## REQUIRED ACTION
Present each line of the rows as a numbered list, omitting blank lines and leaving the pictures out.
********
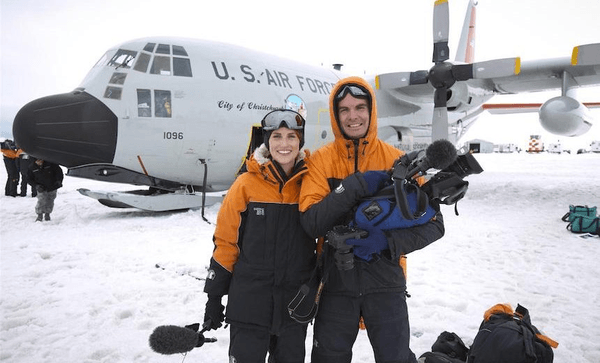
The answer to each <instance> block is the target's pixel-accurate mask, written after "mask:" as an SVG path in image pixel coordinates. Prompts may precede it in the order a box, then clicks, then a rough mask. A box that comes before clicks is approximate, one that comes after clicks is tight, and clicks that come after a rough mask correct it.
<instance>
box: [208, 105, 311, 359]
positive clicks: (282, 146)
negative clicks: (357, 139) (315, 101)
mask: <svg viewBox="0 0 600 363" xmlns="http://www.w3.org/2000/svg"><path fill="white" fill-rule="evenodd" d="M261 124H262V129H263V135H264V143H263V144H262V145H261V146H260V147H259V148H257V149H256V151H255V152H254V153H253V154H252V156H251V157H250V158H249V160H247V161H246V167H247V172H245V173H243V174H241V175H240V176H238V178H237V179H236V180H235V182H234V183H233V185H232V186H231V188H230V189H229V191H228V192H227V195H226V196H225V199H224V200H223V204H222V206H221V209H220V210H219V214H218V216H217V225H216V228H215V233H214V236H213V241H214V244H215V249H214V251H213V256H212V258H211V260H210V268H209V272H208V277H207V279H206V285H205V287H204V292H206V293H207V294H208V302H207V303H206V311H205V315H204V325H205V327H206V326H208V327H209V328H210V329H217V328H219V327H221V325H222V324H221V323H222V322H223V321H224V320H225V317H226V318H227V319H226V321H227V323H229V324H230V342H229V362H239V363H247V362H248V363H257V362H265V358H266V356H267V353H268V354H269V360H268V361H269V362H286V363H303V362H304V358H305V340H306V329H307V325H306V324H300V323H297V322H296V321H294V320H292V319H291V318H290V316H289V314H288V311H287V305H288V303H289V302H290V301H291V300H292V299H293V298H294V296H295V294H296V292H297V291H298V289H299V287H300V286H301V285H302V284H303V283H304V282H306V281H307V280H308V279H309V278H310V275H311V272H312V270H313V269H314V266H315V240H314V239H312V238H310V236H308V235H307V234H306V232H304V230H303V229H302V226H301V225H300V212H299V210H298V197H299V196H300V183H301V181H302V178H303V176H304V175H305V173H306V170H307V169H306V166H305V158H306V157H307V156H308V151H301V149H302V146H303V144H304V118H303V117H302V116H301V115H300V114H298V113H296V112H294V111H291V110H276V111H272V112H270V113H268V114H267V115H266V116H265V117H264V118H263V120H262V122H261ZM223 295H228V299H227V311H226V314H223V310H224V306H223V304H222V302H221V300H222V297H223Z"/></svg>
********
## TASK ANSWER
1. The answer to each <instance> block is the target's pixel-accurate mask, written after "mask:" as an SVG path in image pixel coordinates. Prompts may precede it in the order a box, then clicks, then a rough mask. A box that comes before clicks is approximate, one that comes after clicks is tight, and clicks that come after a rough mask correct it.
2. <instance>
3. box: [208, 105, 311, 359]
4. positive clicks: (282, 146)
5. negative clicks: (357, 139) (315, 101)
6. mask: <svg viewBox="0 0 600 363" xmlns="http://www.w3.org/2000/svg"><path fill="white" fill-rule="evenodd" d="M261 124H262V129H263V135H264V143H263V144H262V145H261V146H260V147H259V148H257V149H256V151H255V152H254V153H253V154H252V156H251V157H250V158H249V160H247V161H246V167H247V172H245V173H243V174H241V175H240V176H238V178H237V179H236V180H235V182H234V183H233V185H232V186H231V188H230V189H229V191H228V192H227V195H226V196H225V199H224V200H223V204H222V206H221V209H220V210H219V214H218V216H217V225H216V228H215V233H214V236H213V241H214V244H215V249H214V251H213V256H212V258H211V260H210V268H209V272H208V277H207V279H206V285H205V287H204V292H206V293H207V294H208V302H207V303H206V311H205V315H204V325H205V327H206V326H208V327H209V328H210V329H217V328H219V327H221V325H222V324H221V323H222V322H223V321H224V320H225V317H226V318H227V319H226V321H227V323H229V324H230V342H229V362H239V363H247V362H248V363H257V362H265V358H266V356H267V353H268V354H269V360H268V361H269V362H286V363H303V362H304V358H305V340H306V329H307V325H306V324H300V323H297V322H296V321H294V320H292V319H291V318H290V316H289V314H288V311H287V305H288V303H289V302H290V301H291V300H292V299H293V298H294V296H295V294H296V292H297V291H298V289H299V287H300V286H301V285H302V284H303V283H304V282H306V281H307V280H308V279H309V278H310V275H311V272H312V270H313V269H314V266H315V240H314V239H312V238H310V236H308V235H307V234H306V232H304V230H303V229H302V226H301V225H300V212H299V210H298V197H299V196H300V183H301V181H302V178H303V176H304V175H305V173H306V170H307V169H306V166H305V158H306V157H307V156H308V151H301V149H302V146H303V144H304V118H303V117H302V116H301V115H300V114H298V113H296V112H294V111H291V110H276V111H272V112H270V113H268V114H267V115H266V116H265V117H264V118H263V120H262V122H261ZM223 295H228V299H227V311H226V314H223V310H224V306H223V304H222V302H221V300H222V297H223Z"/></svg>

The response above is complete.